Requirement: Only an exact copy of the lines beginning at the one that contains "Expected: for each instance of the red" and ending at the last line of the records below counts as the answer.

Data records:
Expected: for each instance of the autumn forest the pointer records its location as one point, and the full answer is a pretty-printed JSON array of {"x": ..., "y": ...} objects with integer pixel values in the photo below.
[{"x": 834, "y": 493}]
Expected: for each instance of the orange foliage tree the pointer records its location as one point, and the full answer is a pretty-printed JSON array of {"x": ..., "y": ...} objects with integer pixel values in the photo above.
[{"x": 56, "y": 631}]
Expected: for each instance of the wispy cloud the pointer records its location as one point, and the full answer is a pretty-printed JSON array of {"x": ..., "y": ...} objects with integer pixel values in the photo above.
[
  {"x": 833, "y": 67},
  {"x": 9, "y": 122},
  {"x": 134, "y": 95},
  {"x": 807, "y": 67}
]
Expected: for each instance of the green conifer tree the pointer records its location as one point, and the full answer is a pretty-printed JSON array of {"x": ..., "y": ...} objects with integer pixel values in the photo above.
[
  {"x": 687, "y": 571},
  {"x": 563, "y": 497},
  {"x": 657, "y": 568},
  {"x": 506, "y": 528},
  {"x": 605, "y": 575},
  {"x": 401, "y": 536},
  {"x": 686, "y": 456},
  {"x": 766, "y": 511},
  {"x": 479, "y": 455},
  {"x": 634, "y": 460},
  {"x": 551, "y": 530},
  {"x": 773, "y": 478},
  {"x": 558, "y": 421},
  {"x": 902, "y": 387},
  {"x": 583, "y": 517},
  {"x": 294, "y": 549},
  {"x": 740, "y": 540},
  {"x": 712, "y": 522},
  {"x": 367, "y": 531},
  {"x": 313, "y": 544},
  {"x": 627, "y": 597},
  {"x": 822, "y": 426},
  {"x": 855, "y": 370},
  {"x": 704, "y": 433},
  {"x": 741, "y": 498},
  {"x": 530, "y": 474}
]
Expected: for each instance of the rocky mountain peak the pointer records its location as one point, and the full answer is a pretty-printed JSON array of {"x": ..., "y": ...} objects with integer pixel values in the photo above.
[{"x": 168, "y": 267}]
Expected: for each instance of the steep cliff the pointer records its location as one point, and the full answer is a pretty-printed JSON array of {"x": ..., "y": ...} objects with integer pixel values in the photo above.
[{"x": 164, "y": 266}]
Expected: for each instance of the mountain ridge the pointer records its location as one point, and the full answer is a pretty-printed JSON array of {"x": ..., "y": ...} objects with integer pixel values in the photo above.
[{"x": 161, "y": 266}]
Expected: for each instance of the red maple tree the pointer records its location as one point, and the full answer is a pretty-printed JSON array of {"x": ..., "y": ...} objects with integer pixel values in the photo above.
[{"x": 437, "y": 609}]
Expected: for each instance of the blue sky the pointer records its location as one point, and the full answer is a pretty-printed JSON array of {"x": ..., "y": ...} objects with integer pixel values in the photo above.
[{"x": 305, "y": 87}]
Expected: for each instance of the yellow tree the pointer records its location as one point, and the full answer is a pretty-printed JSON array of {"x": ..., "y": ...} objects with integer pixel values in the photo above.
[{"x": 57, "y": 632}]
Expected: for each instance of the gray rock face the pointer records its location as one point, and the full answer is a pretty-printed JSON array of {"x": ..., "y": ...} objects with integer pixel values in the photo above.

Task solution:
Expected: for each instance of the red maple tree the pointer records its location as one point, and the full answer is a pretty-printed JSON array of {"x": ..., "y": ...} objects with integer pixel values in the photo above.
[{"x": 437, "y": 609}]
Expected: for each instance of the blue sky the pointer records its location as one point, and the full answer is a pretty-printed JSON array of {"x": ..., "y": ...} objects with integer pixel values in the photo above.
[{"x": 305, "y": 87}]
Expected: for each instance of the yellow tree the pointer records its location as one point, and the full answer is a pretty-printed JSON array of {"x": ..., "y": ...} objects with integer pixel values in the photo above.
[{"x": 57, "y": 632}]
Expected: for each instance of the gray rock face the pointer records its location as one point, and the full answer is a pretty-printed JSON array of {"x": ..., "y": ...} objects with integer pixel values in the photo above.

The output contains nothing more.